╭─ Data section
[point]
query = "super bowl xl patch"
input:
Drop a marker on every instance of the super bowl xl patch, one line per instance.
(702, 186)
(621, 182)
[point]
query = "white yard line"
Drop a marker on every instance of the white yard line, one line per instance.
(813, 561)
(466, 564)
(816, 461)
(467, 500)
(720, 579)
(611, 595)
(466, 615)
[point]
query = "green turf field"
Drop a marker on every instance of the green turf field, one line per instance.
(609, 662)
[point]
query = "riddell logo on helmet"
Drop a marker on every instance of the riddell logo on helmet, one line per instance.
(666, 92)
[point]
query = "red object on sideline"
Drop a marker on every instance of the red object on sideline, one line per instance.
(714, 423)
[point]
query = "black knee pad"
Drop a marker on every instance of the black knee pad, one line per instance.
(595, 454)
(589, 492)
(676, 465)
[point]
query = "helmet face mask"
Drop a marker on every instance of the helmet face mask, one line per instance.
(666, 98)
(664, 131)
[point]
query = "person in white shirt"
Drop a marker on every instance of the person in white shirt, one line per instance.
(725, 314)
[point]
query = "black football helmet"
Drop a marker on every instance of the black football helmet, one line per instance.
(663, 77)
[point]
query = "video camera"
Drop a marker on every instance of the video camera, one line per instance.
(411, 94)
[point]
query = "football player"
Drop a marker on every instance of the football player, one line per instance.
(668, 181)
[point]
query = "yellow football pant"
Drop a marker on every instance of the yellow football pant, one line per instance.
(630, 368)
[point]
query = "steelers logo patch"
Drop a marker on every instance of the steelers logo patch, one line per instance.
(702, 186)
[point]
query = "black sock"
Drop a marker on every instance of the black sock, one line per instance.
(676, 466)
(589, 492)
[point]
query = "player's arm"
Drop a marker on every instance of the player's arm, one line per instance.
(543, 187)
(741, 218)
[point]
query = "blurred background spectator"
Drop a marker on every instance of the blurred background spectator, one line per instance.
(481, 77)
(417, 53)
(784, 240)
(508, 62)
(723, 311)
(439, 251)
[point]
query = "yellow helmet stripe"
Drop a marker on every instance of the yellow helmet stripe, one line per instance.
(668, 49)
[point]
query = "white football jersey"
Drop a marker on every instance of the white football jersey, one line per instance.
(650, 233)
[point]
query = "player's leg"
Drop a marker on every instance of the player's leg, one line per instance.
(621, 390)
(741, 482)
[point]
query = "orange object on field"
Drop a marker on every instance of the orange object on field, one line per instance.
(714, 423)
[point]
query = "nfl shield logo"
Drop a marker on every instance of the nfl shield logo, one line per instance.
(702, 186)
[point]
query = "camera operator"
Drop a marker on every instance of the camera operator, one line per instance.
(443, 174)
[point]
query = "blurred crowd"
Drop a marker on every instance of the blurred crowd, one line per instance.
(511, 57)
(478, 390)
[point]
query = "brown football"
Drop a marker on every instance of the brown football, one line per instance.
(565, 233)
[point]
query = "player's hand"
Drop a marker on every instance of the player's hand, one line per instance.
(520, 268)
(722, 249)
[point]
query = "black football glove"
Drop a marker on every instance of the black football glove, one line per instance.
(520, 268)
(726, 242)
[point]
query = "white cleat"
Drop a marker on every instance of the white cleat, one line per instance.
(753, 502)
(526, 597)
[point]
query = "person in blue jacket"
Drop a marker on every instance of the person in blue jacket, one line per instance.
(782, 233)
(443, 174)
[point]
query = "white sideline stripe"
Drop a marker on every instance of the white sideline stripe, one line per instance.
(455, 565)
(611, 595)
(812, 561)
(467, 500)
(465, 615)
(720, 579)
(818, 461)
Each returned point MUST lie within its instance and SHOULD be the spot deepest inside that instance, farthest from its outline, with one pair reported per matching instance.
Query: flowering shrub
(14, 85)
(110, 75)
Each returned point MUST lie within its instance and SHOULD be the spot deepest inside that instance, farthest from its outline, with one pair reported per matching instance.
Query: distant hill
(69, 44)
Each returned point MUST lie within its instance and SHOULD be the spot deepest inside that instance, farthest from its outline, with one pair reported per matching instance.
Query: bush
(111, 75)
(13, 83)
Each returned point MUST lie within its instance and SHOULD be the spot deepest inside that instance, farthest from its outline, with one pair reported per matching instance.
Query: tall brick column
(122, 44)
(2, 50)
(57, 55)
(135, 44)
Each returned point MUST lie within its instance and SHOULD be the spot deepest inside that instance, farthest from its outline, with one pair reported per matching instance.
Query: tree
╰─
**Requirement:**
All of the entries above need to be reproduced exactly.

**Result for this task:**
[point]
query = "super bowl xl patch"
input:
Drop a marker on every instance of the super bowl xl patch, one line per instance.
(702, 186)
(621, 182)
[point]
query = "white yard line"
Drop a marker on every instance of the white yard line, one line per instance.
(813, 561)
(466, 564)
(816, 461)
(467, 500)
(720, 579)
(611, 595)
(466, 615)
[point]
query = "green turf field"
Drop a marker on every instance of the green turf field, one line per instance.
(609, 662)
[point]
query = "riddell logo on helmet"
Drop a marker on every instance of the riddell logo on helmet, one line per instance.
(666, 92)
[point]
query = "red object on sideline"
Drop a marker on every instance of the red object on sideline, one line per instance.
(714, 423)
[point]
query = "black knee pad"
Drop a marker on every instance of the black knee pad, one line per instance.
(595, 454)
(589, 492)
(676, 465)
[point]
query = "helmet face mask"
Drop a marker on every instance of the helmet face mask, one line per instance.
(666, 98)
(664, 131)
[point]
query = "person in white shirt"
Drop a marker on every instance of the person in white shirt, one line per instance.
(725, 314)
[point]
query = "black football helmet"
Drop a marker on every instance of the black football helmet, one line per instance.
(663, 77)
[point]
query = "video camera"
Drop a marker on every instance of the video camera, one line per instance.
(411, 94)
[point]
query = "football player"
Drop a marker on every instance of the football player, one line per instance.
(668, 181)
[point]
query = "yellow football pant"
Drop a marker on every instance of the yellow football pant, one line per instance.
(630, 368)
[point]
query = "steelers logo patch"
Drop a marker on every instance of the steelers logo patch, one line per instance.
(702, 186)
[point]
query = "black sock"
Drop a marker on every instance of the black sock, one line per instance.
(676, 466)
(589, 492)
[point]
query = "player's arm"
Drop a marker on every instance of the player's arm, one line per instance.
(543, 187)
(741, 218)
[point]
query = "blurred background spectator"
Drop a marker on every instance of the blurred background spectator, one line per instance.
(481, 77)
(417, 53)
(784, 240)
(508, 62)
(723, 311)
(439, 251)
[point]
query = "yellow helmet stripe"
Drop a marker on every instance of the yellow helmet stripe, one line per instance.
(668, 49)
[point]
query = "white football jersey"
Drop a marker on every instance of the white football jersey, one line per instance.
(650, 233)
[point]
query = "player's leg"
Drop a marker on every instance of the player's leg, one line per instance.
(621, 390)
(741, 482)
[point]
query = "orange object on field"
Drop a marker on every instance of the orange object on field, one line per instance.
(714, 423)
[point]
query = "nfl shield logo"
Drop a marker on every instance of the nfl shield logo, one line per instance.
(702, 186)
[point]
query = "camera operator"
Drop a marker on every instance of the camera operator, one line per instance.
(443, 174)
[point]
query = "blurred crowd"
Drop a marker on every instance of the blurred crowd, one line per instance.
(511, 57)
(478, 390)
[point]
query = "brown football"
Drop a marker on every instance of the brown football, one line per instance.
(565, 233)
[point]
query = "player's hand"
Drop a marker on every instance of the player's hand, one line per instance.
(520, 268)
(722, 249)
[point]
query = "black football glove"
Drop a marker on every instance of the black football glove, one line per instance.
(520, 268)
(726, 242)
[point]
query = "white cleat"
Drop a marker on every instance of the white cleat, one line per instance.
(753, 502)
(526, 597)
[point]
query = "person in blue jacket"
Drop a marker on every instance of the person in blue jacket, one line per instance.
(782, 233)
(443, 174)
[point]
query = "white sideline stripe"
Drop a marker on every instance of the white sideline stripe, one line per instance.
(455, 565)
(611, 595)
(812, 561)
(467, 500)
(465, 615)
(720, 579)
(818, 461)
Each returned point MUST lie within its instance and SHOULD be the spot deepest inside that instance, farthest from its outline, with one pair reported per matching instance.
Query: flowering shrub
(14, 85)
(110, 75)
Each returned point MUST lie within its instance and SHOULD be the spot deepest inside that instance, farthest from its outline, with one pair reported per matching instance.
Query: distant hill
(69, 44)
Each returned point MUST lie within its instance and SHOULD be the spot deepest inside that instance, farthest from its outline, with one pair reported per matching instance.
Query: bush
(111, 75)
(13, 83)
Each returned point MUST lie within its instance and SHOULD be the spot deepest inside that instance, farthest from its outline, with one pair reported per matching instance.
Query: tall brick column
(122, 44)
(2, 50)
(57, 55)
(135, 44)
Each returned point MUST lie within its instance and SHOULD be the spot deepest inside that instance, farthest from its outline, with one pair reported per matching instance.
Query: tree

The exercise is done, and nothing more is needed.